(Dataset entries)
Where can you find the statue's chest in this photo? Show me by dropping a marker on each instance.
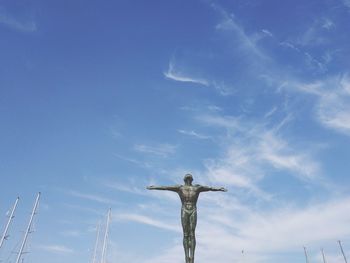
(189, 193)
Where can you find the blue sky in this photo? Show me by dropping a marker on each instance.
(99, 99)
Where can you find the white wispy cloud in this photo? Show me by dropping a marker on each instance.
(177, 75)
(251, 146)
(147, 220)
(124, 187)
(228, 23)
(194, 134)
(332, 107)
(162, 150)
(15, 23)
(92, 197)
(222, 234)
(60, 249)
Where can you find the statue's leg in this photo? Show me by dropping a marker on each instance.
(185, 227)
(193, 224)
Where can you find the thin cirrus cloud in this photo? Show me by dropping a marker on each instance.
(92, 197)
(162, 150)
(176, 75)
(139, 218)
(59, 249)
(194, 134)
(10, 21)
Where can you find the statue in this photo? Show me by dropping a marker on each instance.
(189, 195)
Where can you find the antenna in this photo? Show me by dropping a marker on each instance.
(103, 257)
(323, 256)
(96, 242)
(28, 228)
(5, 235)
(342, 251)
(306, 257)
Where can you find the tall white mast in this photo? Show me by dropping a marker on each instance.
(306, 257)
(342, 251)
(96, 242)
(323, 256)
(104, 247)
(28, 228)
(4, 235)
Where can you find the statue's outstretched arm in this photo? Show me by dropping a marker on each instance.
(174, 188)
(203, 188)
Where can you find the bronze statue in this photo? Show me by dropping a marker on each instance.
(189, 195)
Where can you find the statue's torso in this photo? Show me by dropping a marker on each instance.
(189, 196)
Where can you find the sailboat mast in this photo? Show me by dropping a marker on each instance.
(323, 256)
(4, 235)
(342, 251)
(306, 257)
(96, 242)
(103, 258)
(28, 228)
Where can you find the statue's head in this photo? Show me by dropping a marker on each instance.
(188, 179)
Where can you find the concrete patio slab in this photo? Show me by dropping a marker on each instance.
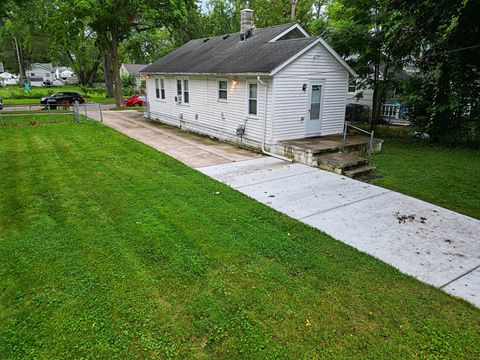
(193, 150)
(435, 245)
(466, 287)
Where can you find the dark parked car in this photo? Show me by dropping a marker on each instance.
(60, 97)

■ WHAT YOU NEED TO DO ■
Images are to be left out when the records above are written out again exactly.

■ ANSWER BELOW ■
Where can you find the statue's chest in this photo? Show me by dropping a marker on each instance.
(189, 193)
Where can you find the blue sky in this photo? Show me by dropping a marker on each instance.
(99, 99)
Where can you find the white wispy cloud in this photo? Show me by dropping a marker on each instance.
(177, 75)
(251, 146)
(147, 220)
(124, 187)
(228, 23)
(194, 134)
(332, 107)
(162, 150)
(15, 23)
(92, 197)
(222, 234)
(60, 249)
Where can you find the statue's leg in this photo? Show me by dropping a marker on each instance.
(185, 227)
(193, 224)
Where can you find the thin cirrus cloud in this photo? Show me by dropping a marker on each instance.
(92, 197)
(162, 150)
(176, 75)
(139, 218)
(59, 249)
(194, 134)
(10, 21)
Where can you find the statue in this photo? Show me by dropping a marker on each instance.
(189, 195)
Where can you find the antenna in this photo? Show me by dropping a marker on each instance.
(103, 257)
(323, 256)
(96, 242)
(28, 228)
(5, 235)
(342, 251)
(306, 257)
Where can you find the tall white mast in this photo? Show me by dropping a marker on each instance.
(306, 257)
(342, 251)
(96, 242)
(323, 256)
(104, 247)
(28, 228)
(4, 235)
Where can you find the statue's outstretched arm in this photo? Show me by dropping a marker on each instance.
(174, 188)
(203, 188)
Where can you find the bronze statue in this photo? Show me by dropping a marker on each instance.
(189, 195)
Where can you find the statue's torso in this photo? Show me by dropping a marker on each instance.
(189, 196)
Where can you find the sailboat mast in this photo? Show me by dropping a marker on each instance.
(323, 256)
(4, 235)
(342, 251)
(306, 257)
(96, 242)
(103, 258)
(28, 228)
Where can you find the statue's head in this photo? Show me by dropping a marker on each instance.
(188, 179)
Where can you find the concrete patio slab in this photo? Show me by dropping a marker on each instance.
(193, 150)
(435, 245)
(466, 287)
Where can you find the dark parked car in this photo? Show me by dropping a marker on each instance.
(60, 97)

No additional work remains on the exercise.